Problem
Rescale part of the items below, starting at the line that contains "query (the noun phrase to segment): sediment" and continuing through the last of the items, both ends included. Reproduce only those lines, requests included, with every pixel coordinate in the answers multiplied by 2.35 and rounded to a whole number, halves rounded up.

-- Begin Record set --

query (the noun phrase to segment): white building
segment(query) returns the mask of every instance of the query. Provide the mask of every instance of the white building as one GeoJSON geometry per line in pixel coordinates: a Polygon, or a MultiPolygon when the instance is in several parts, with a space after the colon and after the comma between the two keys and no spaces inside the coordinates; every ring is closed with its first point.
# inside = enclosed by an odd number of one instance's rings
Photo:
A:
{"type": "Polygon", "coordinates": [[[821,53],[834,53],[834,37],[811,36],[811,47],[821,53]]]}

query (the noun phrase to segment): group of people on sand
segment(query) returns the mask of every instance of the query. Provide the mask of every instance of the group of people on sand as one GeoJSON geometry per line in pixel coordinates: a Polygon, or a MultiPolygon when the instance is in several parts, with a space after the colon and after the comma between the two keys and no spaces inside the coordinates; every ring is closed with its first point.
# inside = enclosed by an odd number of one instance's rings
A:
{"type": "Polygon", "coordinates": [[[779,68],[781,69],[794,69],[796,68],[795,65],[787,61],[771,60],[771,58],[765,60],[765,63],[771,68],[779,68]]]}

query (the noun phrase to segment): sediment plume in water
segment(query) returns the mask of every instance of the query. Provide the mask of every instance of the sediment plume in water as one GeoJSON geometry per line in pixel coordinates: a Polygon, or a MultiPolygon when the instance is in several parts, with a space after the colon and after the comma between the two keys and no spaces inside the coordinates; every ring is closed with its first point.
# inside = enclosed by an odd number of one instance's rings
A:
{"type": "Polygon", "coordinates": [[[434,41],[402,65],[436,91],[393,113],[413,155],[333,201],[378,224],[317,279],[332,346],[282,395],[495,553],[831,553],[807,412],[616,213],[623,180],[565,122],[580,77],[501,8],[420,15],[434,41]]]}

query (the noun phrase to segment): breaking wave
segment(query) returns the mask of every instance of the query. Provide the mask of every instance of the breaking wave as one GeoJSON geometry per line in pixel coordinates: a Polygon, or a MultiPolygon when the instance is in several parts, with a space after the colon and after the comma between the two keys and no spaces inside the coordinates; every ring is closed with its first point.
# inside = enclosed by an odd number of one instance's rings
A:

-- End Record set --

Output of the exercise
query (the noun phrase to segment): sediment plume in water
segment(query) returns the mask of every instance of the query. Provide the mask of every instance of the sediment plume in water as one GeoJSON geometry per line in pixel coordinates: a Polygon, or a MultiPolygon when the instance is in several parts, with a space after the colon and after the comma between the two keys and no spaces inside the coordinates; every ring is closed with its first point.
# inside = enclosed by an odd number of one instance's rings
A:
{"type": "Polygon", "coordinates": [[[1020,96],[945,153],[1025,214],[924,266],[971,364],[783,472],[888,526],[745,656],[780,813],[663,928],[1163,1300],[1953,1300],[1896,968],[1448,501],[1464,423],[1328,287],[1363,181],[1177,19],[987,35],[1020,96]]]}

query (the noun phrase to segment): breaking wave
segment(query) returns the mask of every instance of the query. Provide the mask of every instance of the breaking wave as one GeoJSON geometry per line in pixel coordinates: a Polygon, or a MultiPolygon when the instance is in several parts, with a space after the colon and after the comma between the two keys and no spaces inside the coordinates; every ring is closed with its first point.
# inside = enclosed by an odd number of one instance's rings
A:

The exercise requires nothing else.